TASK TO CARRY OUT => Nothing is needed except the lines below that run from the one with "TARGET = dusty soil" through the one with "sneaker, one line per instance", repeated exactly.
====== INFORMATION SHOWN ======
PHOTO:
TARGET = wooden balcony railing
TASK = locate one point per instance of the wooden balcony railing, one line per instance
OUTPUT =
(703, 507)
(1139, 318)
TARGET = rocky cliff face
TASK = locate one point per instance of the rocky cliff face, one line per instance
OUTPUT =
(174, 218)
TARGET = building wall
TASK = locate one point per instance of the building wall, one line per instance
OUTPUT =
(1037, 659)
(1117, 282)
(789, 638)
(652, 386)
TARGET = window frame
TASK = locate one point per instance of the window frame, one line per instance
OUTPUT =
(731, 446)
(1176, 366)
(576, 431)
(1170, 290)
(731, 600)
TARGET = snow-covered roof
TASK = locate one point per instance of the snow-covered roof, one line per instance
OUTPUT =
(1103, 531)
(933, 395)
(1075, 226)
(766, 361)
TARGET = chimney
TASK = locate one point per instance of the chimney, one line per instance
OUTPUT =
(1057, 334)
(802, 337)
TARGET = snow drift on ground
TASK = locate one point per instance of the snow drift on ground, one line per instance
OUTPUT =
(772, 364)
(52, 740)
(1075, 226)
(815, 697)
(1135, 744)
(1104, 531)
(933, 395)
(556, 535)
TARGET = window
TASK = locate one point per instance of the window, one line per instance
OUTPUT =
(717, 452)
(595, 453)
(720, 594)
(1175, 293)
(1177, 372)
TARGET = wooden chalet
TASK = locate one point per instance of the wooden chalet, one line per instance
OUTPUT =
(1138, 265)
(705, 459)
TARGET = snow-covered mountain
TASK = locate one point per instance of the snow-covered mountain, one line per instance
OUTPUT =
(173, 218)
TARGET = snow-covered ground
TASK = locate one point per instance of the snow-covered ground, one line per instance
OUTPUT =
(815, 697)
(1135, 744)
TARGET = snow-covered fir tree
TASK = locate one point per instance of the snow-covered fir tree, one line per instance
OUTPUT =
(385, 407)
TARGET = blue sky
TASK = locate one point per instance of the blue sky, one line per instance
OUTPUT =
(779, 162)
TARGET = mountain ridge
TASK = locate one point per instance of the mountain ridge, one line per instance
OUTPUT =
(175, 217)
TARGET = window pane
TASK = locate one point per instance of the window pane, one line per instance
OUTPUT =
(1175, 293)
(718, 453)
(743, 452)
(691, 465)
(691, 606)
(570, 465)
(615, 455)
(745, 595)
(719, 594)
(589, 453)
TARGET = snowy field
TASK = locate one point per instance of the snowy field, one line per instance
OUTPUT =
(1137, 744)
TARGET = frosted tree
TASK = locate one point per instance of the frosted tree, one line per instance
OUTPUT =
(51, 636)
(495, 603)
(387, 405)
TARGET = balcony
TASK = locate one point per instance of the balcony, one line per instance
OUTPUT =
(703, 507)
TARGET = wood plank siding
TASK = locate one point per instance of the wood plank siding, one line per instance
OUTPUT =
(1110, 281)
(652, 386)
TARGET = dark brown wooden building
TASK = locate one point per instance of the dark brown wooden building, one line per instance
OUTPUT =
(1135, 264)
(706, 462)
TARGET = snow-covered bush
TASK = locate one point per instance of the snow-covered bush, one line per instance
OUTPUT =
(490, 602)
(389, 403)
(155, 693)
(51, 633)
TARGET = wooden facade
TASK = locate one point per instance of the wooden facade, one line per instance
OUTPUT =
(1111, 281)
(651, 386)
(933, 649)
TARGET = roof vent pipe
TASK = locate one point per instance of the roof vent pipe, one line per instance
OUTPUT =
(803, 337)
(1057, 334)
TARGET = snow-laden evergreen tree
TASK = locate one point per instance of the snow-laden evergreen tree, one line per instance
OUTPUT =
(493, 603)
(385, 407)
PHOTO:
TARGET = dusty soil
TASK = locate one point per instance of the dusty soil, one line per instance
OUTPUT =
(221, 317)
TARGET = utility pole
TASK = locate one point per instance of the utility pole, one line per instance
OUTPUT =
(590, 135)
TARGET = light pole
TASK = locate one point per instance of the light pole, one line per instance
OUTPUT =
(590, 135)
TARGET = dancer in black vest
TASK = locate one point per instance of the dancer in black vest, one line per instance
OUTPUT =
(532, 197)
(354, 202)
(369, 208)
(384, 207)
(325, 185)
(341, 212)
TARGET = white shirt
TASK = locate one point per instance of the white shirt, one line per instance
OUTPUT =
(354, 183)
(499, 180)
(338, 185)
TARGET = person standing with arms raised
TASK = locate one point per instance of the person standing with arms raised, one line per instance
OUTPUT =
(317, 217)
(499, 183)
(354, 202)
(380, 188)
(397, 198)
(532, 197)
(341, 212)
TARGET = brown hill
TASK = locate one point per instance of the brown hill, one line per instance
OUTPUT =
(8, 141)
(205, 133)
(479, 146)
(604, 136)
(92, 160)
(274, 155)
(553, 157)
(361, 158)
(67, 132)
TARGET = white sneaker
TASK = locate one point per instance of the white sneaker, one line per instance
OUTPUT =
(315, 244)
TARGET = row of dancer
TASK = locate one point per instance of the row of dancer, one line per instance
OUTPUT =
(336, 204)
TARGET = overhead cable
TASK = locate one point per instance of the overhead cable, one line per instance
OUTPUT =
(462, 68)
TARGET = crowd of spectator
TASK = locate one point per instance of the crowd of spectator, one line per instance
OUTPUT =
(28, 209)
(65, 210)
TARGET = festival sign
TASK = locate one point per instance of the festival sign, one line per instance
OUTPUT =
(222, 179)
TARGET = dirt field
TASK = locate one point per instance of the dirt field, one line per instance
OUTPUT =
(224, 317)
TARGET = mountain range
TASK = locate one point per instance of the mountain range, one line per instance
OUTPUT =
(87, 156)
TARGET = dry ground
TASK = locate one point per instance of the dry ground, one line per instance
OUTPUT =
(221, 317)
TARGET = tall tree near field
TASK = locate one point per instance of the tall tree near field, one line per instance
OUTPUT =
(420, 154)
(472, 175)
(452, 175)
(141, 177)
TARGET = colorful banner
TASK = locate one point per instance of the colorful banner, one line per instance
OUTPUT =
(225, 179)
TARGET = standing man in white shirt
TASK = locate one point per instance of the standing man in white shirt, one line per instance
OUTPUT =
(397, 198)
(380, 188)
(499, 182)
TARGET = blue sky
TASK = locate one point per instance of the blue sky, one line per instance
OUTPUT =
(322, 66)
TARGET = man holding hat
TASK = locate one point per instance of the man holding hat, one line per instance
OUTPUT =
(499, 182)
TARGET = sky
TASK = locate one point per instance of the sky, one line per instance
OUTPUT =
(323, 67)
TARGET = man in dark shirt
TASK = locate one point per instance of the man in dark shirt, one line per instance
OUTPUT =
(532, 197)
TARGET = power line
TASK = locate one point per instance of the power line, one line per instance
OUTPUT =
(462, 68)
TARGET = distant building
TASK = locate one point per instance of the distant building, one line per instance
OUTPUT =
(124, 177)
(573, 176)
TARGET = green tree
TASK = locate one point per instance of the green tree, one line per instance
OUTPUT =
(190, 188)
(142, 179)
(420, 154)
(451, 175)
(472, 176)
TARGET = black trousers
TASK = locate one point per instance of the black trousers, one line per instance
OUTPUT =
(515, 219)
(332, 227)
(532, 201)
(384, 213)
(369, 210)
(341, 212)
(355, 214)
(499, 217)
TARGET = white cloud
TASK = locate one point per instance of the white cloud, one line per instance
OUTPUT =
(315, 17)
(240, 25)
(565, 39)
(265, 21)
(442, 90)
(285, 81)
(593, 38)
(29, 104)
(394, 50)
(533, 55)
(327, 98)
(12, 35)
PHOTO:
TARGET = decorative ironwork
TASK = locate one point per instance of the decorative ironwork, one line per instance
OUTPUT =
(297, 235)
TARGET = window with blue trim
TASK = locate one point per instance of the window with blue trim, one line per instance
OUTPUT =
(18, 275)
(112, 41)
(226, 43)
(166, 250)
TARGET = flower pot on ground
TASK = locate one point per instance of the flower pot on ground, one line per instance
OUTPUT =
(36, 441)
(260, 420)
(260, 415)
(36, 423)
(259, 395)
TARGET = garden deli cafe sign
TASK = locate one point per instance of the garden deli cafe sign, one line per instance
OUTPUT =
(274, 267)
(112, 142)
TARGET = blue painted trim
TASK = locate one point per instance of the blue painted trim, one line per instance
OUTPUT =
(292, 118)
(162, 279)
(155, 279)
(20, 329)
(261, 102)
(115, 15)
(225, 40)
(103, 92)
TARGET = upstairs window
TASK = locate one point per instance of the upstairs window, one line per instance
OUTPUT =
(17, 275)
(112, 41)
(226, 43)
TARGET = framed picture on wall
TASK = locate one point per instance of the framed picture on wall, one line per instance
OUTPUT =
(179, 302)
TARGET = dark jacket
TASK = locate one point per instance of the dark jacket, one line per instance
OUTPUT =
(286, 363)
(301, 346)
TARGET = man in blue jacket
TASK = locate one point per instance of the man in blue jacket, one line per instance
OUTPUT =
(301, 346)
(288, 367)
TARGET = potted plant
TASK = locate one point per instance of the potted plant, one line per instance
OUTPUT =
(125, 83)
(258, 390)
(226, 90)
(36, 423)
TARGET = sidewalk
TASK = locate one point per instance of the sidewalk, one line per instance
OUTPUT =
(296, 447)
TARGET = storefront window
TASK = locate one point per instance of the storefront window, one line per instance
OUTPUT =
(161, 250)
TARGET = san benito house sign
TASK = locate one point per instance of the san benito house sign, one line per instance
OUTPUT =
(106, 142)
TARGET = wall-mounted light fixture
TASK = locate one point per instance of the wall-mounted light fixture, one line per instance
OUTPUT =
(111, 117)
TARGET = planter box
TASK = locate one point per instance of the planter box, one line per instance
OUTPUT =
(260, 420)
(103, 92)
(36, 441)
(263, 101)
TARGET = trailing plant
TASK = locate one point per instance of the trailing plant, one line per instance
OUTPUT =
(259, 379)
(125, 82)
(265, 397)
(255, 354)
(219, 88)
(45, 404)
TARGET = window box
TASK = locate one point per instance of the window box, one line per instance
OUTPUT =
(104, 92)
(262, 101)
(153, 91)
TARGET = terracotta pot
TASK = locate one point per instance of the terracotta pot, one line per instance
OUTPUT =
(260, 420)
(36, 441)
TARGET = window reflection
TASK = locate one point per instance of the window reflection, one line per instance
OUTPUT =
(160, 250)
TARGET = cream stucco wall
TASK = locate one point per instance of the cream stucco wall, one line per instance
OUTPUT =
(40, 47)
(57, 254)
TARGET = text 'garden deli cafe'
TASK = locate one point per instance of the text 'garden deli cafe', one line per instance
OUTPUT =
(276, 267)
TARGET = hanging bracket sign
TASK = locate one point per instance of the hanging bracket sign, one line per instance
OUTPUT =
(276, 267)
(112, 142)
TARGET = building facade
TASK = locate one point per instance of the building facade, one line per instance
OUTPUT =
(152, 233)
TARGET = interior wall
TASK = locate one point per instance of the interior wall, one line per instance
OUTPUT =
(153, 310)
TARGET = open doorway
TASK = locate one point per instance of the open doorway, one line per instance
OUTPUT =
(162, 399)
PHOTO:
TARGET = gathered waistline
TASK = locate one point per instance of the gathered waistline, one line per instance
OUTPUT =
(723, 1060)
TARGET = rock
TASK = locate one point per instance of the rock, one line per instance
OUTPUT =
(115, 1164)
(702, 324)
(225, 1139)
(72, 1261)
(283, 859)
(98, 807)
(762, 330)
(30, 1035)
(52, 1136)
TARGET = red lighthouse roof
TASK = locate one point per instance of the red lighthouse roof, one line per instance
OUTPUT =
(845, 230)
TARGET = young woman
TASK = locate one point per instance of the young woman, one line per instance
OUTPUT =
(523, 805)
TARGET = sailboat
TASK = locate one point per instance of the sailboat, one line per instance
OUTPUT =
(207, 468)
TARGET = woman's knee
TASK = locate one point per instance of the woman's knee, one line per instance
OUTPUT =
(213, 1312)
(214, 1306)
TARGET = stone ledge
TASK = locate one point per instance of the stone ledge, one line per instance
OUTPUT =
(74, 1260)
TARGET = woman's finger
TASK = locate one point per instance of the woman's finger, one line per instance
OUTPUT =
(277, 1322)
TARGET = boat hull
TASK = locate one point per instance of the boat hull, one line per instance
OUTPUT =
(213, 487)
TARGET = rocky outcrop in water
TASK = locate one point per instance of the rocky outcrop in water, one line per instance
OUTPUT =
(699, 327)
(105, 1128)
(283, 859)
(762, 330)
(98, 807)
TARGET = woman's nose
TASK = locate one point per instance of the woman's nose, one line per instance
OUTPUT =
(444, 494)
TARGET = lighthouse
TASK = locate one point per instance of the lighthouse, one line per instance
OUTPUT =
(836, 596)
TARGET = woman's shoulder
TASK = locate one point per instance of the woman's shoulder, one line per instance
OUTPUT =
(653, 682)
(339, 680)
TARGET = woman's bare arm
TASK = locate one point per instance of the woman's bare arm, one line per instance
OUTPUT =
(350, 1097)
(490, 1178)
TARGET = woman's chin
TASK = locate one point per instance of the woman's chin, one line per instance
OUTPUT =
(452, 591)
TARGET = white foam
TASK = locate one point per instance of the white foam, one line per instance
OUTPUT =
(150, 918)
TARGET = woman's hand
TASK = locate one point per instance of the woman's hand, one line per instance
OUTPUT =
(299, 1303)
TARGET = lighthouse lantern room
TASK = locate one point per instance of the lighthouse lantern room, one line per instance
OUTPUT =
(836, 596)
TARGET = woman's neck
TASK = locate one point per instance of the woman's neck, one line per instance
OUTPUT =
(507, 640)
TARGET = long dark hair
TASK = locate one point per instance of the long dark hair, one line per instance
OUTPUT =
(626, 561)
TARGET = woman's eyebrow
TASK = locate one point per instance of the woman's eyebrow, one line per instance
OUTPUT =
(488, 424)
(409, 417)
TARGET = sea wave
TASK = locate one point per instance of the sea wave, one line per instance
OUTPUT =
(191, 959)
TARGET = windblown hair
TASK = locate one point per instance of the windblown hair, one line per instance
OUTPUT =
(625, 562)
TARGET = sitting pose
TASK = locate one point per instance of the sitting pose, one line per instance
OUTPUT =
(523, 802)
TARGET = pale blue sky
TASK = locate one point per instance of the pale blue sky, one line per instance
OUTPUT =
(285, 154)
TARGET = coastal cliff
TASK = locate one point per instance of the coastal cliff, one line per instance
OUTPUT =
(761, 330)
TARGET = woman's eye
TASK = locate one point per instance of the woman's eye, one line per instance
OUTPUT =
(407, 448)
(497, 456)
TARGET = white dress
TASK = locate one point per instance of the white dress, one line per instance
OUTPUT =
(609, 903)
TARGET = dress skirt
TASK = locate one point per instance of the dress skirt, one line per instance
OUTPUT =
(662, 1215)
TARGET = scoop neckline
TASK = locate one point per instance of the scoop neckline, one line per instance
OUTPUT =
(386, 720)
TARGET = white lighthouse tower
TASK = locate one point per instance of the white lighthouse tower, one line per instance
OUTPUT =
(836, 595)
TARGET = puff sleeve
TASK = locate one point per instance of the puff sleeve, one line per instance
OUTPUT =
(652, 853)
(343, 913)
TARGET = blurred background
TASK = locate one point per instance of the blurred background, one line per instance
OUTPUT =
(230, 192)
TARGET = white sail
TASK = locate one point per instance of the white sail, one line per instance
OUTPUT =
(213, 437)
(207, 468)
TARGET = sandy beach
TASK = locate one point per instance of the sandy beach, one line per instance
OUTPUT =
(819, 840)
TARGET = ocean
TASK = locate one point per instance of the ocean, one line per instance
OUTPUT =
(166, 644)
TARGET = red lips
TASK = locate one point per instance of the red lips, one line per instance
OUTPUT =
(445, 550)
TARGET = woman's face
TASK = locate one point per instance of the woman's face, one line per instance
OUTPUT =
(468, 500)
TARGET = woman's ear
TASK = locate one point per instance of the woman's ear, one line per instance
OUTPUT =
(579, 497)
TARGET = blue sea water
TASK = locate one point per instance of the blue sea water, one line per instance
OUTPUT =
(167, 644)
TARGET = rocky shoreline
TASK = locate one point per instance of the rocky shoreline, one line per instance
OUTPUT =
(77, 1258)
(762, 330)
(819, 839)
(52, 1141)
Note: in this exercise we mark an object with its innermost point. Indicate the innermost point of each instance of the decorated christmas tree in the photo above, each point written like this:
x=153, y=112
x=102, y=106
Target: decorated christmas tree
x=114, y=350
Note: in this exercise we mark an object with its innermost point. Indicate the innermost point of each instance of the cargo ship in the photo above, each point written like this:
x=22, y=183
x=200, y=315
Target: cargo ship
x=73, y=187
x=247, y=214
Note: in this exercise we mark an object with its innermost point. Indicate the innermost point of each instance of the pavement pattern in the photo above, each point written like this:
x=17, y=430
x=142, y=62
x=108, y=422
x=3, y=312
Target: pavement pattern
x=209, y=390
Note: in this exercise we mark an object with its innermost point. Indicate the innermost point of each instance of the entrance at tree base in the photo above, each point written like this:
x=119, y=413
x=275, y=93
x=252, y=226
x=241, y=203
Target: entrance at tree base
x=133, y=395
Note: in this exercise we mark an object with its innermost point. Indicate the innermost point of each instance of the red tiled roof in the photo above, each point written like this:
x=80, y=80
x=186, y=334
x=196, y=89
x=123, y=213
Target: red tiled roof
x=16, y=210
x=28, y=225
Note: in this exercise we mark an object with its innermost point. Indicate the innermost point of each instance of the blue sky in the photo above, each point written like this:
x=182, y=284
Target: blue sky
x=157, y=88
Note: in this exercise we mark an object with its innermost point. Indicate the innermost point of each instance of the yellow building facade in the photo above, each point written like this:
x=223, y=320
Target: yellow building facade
======
EXERCISE OUTPUT =>
TARGET = dusty soil
TASK = locate one point per instance of the dusty soil, one line per instance
OUTPUT =
(221, 317)
TARGET = utility pole
TASK = locate one point per instance of the utility pole, one line per instance
OUTPUT =
(590, 135)
TARGET = light pole
TASK = locate one point per instance of the light pole, one line per instance
OUTPUT =
(590, 135)
TARGET = dancer in black vest
TASK = locate one point per instance of the dancer in black vest, one line per instance
OUTPUT =
(532, 197)
(354, 202)
(369, 208)
(384, 207)
(325, 185)
(341, 212)
TARGET = white shirt
TASK = locate one point per instance of the white shirt, one line per instance
OUTPUT =
(354, 183)
(499, 180)
(338, 185)
TARGET = person standing with arms raised
TASK = locate one point per instance of the person standing with arms raised, one line per instance
OUTPUT =
(317, 217)
(499, 183)
(354, 202)
(380, 188)
(397, 198)
(532, 197)
(341, 212)
TARGET = brown hill
TASK = locate one point per instance of the brown hill, one line per instance
OUTPUT =
(8, 141)
(205, 133)
(479, 146)
(604, 136)
(92, 160)
(274, 155)
(553, 157)
(361, 158)
(67, 132)
TARGET = white sneaker
TASK = locate one point per instance of the white sneaker, one line per instance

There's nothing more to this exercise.